# What is required
Convert the data below, starting at the line that contains "Task: localize puff" and ending at the line that contains "[155,162,880,537]", into a Markdown table with the columns Row and Line, where each line gets its own row number and blank lines are omitted. Include only those lines.

# Supplied data

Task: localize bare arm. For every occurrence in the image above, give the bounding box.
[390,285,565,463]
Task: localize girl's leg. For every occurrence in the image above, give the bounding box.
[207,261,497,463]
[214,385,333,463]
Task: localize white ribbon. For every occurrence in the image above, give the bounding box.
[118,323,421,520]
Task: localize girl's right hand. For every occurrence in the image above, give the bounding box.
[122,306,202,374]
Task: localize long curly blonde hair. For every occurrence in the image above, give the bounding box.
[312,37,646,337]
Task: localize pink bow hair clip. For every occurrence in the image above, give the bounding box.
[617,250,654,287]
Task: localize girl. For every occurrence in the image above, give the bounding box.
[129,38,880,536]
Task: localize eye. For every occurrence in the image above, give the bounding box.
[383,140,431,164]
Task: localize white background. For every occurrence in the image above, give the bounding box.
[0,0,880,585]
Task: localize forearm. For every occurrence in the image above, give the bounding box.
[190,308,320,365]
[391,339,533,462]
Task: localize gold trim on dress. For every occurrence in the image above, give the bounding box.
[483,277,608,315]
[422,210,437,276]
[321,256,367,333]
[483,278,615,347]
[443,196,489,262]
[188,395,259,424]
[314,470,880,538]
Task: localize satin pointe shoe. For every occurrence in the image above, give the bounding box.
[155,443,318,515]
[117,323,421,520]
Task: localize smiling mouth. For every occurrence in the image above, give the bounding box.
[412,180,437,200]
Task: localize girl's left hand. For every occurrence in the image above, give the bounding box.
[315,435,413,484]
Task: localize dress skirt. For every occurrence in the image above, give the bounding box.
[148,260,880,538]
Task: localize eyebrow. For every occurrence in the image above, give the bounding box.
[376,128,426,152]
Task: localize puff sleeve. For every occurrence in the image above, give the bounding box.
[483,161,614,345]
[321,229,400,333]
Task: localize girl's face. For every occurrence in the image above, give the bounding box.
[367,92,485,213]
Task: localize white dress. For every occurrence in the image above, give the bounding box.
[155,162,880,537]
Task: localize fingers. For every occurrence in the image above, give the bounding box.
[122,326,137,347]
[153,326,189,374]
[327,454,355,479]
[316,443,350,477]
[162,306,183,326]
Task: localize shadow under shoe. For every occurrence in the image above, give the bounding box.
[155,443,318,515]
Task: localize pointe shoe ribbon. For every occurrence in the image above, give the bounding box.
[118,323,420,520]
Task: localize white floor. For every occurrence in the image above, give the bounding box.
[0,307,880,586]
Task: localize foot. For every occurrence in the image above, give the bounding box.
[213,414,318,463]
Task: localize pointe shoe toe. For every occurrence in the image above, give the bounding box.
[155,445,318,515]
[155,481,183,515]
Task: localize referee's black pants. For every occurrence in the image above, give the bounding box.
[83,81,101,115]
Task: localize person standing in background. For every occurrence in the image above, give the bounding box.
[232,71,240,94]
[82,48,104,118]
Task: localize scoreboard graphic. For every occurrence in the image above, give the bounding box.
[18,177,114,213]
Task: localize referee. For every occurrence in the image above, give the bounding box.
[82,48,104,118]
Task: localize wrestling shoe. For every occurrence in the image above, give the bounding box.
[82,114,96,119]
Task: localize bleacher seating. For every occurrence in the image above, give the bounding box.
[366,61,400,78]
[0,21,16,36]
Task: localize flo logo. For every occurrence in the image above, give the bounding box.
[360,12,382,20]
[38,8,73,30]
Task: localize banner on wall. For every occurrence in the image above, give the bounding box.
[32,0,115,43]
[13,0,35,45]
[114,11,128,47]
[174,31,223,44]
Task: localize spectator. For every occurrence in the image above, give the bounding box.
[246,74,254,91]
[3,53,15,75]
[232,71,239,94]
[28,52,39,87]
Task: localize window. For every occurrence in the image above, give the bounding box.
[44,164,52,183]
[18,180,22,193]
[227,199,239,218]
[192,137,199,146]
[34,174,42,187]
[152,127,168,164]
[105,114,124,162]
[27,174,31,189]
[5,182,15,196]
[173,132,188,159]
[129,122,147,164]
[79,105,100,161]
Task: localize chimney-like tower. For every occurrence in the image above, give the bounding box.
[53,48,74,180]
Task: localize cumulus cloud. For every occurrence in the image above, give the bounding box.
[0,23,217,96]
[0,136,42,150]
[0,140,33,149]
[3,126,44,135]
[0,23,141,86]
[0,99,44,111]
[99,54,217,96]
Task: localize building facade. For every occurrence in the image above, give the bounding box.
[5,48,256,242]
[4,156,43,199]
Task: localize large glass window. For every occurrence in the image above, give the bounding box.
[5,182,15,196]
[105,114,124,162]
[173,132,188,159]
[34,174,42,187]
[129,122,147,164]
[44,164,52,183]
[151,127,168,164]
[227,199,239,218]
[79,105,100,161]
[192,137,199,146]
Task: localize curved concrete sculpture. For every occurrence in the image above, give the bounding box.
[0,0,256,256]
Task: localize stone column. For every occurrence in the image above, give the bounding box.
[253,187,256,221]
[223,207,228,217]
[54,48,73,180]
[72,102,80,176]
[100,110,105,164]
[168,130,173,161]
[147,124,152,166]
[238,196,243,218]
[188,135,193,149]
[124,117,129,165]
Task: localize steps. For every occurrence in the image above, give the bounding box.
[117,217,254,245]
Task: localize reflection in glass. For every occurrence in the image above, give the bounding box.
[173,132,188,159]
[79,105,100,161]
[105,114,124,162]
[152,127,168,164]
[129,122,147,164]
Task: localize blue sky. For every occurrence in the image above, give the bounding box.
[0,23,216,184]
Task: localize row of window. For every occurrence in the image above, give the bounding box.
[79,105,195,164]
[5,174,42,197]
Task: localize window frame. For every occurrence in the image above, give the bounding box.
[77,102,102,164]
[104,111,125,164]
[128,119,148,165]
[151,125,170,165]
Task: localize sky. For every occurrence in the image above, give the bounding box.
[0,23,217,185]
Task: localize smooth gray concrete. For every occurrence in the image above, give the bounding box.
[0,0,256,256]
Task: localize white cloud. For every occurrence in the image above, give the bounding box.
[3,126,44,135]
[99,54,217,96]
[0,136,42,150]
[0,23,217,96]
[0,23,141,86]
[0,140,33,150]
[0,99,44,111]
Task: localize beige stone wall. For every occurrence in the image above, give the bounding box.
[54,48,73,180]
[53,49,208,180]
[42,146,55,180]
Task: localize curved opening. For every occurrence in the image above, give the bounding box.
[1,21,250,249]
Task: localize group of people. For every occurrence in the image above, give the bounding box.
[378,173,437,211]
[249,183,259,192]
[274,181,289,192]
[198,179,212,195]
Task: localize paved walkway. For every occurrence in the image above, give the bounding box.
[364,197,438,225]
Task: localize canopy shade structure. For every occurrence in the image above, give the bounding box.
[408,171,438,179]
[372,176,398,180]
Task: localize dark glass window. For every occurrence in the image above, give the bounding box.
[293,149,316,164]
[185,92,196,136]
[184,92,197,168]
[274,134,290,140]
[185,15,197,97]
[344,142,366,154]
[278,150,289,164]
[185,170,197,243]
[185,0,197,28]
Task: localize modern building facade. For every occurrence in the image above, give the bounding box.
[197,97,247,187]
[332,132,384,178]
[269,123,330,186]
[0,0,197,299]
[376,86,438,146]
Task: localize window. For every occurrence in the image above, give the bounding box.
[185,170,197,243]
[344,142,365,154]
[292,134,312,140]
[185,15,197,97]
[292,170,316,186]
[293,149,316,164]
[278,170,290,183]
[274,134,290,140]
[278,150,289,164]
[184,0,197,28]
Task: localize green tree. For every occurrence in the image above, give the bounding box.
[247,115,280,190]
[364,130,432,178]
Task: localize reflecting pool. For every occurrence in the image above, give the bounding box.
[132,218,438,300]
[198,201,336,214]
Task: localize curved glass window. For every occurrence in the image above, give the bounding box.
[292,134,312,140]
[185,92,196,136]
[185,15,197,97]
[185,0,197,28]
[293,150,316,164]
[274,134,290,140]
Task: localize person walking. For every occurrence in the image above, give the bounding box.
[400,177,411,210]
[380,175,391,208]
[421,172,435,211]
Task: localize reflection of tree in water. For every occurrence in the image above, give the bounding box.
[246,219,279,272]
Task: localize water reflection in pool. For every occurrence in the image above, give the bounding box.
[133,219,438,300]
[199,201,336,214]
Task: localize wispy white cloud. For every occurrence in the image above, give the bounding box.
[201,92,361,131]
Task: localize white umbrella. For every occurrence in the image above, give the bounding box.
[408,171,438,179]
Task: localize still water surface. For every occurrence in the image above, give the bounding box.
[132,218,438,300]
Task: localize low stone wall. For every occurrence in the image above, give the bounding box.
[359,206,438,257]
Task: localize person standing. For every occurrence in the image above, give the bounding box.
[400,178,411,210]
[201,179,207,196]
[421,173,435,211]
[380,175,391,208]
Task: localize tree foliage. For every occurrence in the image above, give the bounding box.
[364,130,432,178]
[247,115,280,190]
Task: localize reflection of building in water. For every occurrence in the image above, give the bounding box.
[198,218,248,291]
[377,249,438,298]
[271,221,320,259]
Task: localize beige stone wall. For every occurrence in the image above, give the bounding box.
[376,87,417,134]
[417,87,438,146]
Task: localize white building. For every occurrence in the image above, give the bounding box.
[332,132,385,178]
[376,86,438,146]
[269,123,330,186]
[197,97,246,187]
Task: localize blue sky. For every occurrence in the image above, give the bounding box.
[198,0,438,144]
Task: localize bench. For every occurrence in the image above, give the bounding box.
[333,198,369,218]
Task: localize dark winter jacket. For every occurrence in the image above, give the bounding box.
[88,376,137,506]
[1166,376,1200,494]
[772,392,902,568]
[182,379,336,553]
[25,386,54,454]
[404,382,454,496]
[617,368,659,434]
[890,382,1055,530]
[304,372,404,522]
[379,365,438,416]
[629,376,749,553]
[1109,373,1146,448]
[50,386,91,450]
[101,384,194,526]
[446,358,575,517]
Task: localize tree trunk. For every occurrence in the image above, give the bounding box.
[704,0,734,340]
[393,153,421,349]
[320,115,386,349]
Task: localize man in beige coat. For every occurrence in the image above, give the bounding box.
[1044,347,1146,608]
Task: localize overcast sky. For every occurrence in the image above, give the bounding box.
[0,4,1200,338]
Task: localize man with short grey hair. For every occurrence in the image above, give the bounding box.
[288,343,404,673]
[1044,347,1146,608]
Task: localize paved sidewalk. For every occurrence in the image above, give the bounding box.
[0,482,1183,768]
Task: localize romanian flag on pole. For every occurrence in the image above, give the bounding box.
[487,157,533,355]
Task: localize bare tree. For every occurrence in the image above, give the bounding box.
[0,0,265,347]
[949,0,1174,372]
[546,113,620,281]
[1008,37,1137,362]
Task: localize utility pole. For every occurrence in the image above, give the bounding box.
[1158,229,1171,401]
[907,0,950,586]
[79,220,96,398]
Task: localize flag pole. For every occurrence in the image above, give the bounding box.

# Exercise answer
| Row | Line |
|---|---|
| 1 | Task: localize puff sleeve. For every occurrence in the image above, give the bounding box. |
| 2 | [483,161,614,345] |
| 3 | [321,229,400,333] |
| 4 | Task: localize girl's face. For every occurrence in the image above, give the bounding box. |
| 5 | [367,92,485,213] |
| 6 | Task: localize white dress. For every occurrence in the image above, give the bounding box. |
| 7 | [155,162,880,537] |